**Work to complete**
Starting at the line that contains "of the yellow" and ending at the last line of the entries below, write every line out again, requests included. Add -46 to each coordinate in the answer points, leaving the numbers inside the requests unchanged.

**Entries for pointing at named objects**

- - - - -

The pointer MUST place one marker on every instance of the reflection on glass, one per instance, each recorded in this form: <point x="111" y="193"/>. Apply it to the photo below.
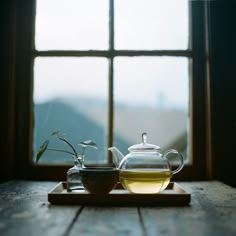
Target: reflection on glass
<point x="71" y="97"/>
<point x="151" y="24"/>
<point x="151" y="95"/>
<point x="71" y="25"/>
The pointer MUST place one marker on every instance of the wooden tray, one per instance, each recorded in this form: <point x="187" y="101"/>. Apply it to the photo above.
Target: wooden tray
<point x="173" y="195"/>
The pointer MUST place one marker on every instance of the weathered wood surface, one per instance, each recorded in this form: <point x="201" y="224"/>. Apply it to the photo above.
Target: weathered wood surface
<point x="24" y="210"/>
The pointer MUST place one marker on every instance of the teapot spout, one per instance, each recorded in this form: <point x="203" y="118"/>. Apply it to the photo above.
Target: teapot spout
<point x="117" y="156"/>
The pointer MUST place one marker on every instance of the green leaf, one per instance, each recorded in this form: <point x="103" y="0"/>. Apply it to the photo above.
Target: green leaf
<point x="41" y="150"/>
<point x="88" y="143"/>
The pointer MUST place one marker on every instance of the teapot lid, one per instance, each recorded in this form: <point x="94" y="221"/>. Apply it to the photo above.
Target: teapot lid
<point x="144" y="146"/>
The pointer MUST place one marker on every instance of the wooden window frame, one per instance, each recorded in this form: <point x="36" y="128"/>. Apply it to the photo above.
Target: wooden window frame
<point x="24" y="115"/>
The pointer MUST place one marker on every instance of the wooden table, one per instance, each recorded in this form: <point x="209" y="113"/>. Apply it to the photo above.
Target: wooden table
<point x="24" y="210"/>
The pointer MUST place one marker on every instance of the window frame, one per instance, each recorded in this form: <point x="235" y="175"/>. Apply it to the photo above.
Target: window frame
<point x="24" y="120"/>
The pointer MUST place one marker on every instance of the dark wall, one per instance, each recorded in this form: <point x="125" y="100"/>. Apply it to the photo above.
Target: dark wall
<point x="7" y="88"/>
<point x="222" y="48"/>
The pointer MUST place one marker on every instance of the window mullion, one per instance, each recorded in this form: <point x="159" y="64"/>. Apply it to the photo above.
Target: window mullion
<point x="111" y="74"/>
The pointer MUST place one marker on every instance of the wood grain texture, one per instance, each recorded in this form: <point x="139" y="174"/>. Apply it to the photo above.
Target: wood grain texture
<point x="108" y="221"/>
<point x="24" y="210"/>
<point x="212" y="212"/>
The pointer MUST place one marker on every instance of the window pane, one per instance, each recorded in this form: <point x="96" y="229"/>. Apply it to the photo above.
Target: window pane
<point x="151" y="24"/>
<point x="70" y="95"/>
<point x="71" y="25"/>
<point x="151" y="95"/>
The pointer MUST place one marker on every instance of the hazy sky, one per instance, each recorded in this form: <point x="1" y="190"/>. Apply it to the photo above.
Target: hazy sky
<point x="83" y="25"/>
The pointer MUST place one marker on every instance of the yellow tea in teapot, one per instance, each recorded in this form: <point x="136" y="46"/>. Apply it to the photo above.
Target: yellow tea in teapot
<point x="145" y="180"/>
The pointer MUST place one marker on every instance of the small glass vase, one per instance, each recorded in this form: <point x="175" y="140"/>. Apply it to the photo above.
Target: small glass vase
<point x="73" y="175"/>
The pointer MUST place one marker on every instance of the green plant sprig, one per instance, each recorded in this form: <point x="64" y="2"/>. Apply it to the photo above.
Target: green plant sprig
<point x="84" y="145"/>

- - - - -

**Task response**
The pointer MUST place one marker on every instance of the yellow tea in teapot, one per instance, each recorded in this form: <point x="136" y="46"/>. Apply it to the photo above.
Target: yellow tea in teapot
<point x="99" y="134"/>
The pointer MUST place one marker on every instance of the small glass vase, one per instance, each recorded in this form: <point x="175" y="140"/>. Apply it to the photo above.
Target: small glass vase
<point x="27" y="129"/>
The pointer MUST place one marker on every instance of the green plant sprig, one per instance, each recorded in this form: <point x="64" y="2"/>. Apply it to the photo above.
Target: green plant sprig
<point x="38" y="99"/>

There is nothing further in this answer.